(DATA SECTION Opens)

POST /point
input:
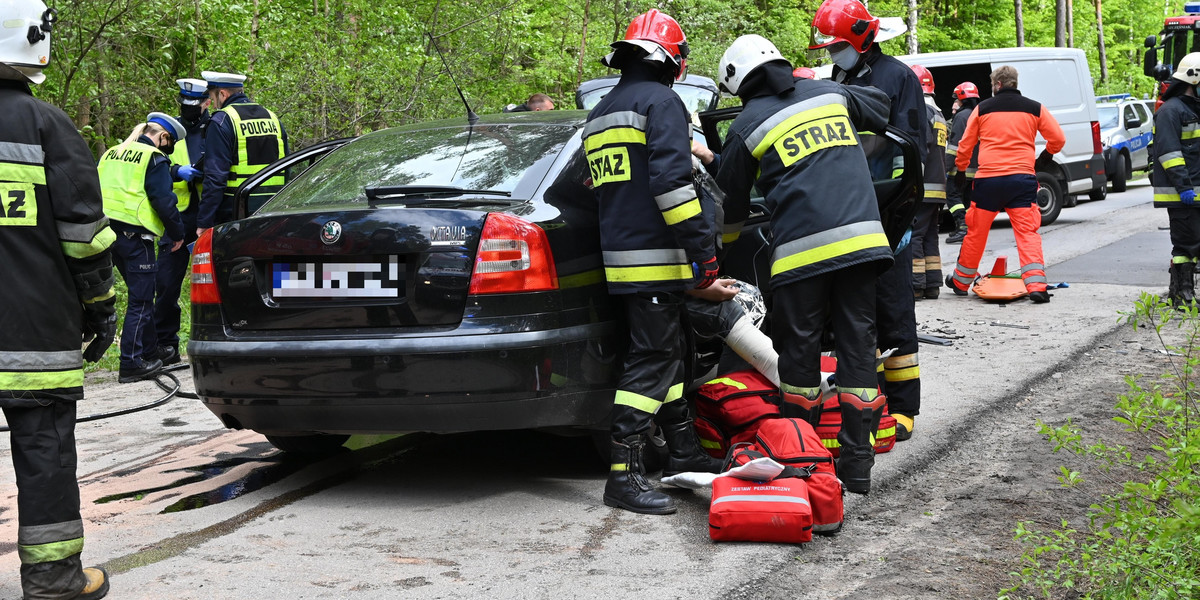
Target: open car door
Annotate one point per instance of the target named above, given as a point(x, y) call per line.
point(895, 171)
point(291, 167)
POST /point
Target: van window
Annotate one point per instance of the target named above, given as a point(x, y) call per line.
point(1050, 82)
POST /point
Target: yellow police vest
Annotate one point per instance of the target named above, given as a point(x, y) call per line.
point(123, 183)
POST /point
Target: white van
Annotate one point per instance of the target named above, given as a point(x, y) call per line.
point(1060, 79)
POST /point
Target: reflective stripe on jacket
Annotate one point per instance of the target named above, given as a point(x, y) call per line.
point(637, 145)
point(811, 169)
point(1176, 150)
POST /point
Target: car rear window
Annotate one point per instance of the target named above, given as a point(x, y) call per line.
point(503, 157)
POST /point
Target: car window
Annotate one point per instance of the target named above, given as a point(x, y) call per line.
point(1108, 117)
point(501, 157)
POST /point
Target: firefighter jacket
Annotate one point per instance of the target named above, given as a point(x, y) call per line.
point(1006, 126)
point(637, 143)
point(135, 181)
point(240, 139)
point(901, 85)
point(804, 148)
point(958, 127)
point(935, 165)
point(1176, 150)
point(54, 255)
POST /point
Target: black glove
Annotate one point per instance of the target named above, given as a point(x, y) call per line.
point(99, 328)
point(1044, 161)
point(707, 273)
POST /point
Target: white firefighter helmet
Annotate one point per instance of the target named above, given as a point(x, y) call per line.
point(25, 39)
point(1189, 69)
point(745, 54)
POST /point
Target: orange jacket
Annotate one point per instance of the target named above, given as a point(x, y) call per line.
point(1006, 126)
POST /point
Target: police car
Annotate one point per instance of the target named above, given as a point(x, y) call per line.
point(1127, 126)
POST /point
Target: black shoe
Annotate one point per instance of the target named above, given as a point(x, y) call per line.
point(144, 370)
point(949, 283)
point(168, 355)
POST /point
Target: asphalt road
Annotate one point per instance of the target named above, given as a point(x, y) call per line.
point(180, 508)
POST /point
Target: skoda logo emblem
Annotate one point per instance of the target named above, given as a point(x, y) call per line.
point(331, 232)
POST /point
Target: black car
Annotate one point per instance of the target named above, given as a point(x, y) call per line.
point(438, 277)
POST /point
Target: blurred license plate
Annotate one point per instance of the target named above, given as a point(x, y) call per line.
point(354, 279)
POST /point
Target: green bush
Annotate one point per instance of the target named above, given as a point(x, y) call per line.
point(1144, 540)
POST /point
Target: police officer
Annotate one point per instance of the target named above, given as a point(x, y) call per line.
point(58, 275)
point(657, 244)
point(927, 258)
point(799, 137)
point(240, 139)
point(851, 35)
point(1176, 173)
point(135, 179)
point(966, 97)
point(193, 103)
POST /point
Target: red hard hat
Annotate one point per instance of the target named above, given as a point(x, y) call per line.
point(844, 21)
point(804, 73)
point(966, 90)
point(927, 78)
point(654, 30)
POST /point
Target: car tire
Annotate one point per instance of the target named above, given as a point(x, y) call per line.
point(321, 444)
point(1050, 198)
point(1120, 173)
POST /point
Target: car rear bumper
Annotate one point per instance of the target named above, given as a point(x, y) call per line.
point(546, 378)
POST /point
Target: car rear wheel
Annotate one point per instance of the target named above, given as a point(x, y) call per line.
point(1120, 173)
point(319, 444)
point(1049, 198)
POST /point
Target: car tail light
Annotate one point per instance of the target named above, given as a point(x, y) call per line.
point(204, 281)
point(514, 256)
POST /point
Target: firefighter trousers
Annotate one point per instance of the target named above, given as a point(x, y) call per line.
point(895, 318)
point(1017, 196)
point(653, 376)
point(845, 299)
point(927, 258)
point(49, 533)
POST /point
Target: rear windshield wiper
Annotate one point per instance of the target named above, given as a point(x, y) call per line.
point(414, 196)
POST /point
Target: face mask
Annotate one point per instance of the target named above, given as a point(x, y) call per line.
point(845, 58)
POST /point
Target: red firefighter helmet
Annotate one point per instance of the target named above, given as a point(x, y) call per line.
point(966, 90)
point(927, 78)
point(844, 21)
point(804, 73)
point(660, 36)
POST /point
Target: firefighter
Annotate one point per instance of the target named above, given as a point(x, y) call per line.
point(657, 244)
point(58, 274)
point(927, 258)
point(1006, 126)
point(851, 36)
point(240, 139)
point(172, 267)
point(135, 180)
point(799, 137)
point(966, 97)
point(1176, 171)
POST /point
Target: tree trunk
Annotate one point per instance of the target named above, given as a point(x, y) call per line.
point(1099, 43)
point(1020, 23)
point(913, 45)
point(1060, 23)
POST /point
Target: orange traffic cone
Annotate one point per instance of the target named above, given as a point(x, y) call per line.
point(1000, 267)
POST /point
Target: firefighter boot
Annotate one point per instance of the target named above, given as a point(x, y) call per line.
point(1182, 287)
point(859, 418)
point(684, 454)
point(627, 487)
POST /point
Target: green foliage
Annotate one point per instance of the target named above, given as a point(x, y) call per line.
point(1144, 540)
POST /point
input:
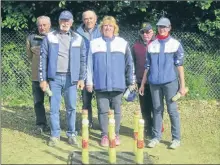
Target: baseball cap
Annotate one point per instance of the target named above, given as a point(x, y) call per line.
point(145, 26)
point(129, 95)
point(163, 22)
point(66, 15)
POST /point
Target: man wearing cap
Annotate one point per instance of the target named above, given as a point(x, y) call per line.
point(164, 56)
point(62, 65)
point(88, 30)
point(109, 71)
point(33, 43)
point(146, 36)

(DATA SECTION Closes)
(DATA SECTION Opens)

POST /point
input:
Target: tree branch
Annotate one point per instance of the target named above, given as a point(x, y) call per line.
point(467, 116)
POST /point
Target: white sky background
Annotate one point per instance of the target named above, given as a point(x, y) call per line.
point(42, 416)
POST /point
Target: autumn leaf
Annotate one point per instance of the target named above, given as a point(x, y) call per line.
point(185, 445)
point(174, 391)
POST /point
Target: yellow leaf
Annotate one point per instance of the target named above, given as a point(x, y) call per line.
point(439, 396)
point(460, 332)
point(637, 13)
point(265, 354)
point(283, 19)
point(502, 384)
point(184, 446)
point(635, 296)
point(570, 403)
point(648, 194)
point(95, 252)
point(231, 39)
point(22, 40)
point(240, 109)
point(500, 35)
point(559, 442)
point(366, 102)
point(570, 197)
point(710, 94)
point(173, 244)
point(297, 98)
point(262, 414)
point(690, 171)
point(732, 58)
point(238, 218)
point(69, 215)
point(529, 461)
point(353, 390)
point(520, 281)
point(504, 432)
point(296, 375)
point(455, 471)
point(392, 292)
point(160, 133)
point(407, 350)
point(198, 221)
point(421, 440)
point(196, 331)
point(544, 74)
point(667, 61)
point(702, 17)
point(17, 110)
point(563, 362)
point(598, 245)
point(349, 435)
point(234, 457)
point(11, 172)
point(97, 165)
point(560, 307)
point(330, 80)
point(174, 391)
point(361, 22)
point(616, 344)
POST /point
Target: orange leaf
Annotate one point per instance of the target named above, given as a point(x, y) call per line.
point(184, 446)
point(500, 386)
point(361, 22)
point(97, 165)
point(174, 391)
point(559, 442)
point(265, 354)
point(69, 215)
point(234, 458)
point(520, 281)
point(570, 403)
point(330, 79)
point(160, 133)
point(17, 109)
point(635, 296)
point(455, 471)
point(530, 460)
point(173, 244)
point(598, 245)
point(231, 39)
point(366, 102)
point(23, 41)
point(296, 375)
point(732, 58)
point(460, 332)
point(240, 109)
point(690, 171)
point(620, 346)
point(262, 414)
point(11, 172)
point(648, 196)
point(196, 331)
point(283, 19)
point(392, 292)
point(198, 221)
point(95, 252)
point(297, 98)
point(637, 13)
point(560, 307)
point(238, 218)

(DATA SECTION Closes)

ASSIGNMENT: Whenever the string "jacket" turns up in a line above, copy that line out.

ANSWER BOX:
Target: reflective stripe on jacket
Target: firefighter jacket
Target: orange jacket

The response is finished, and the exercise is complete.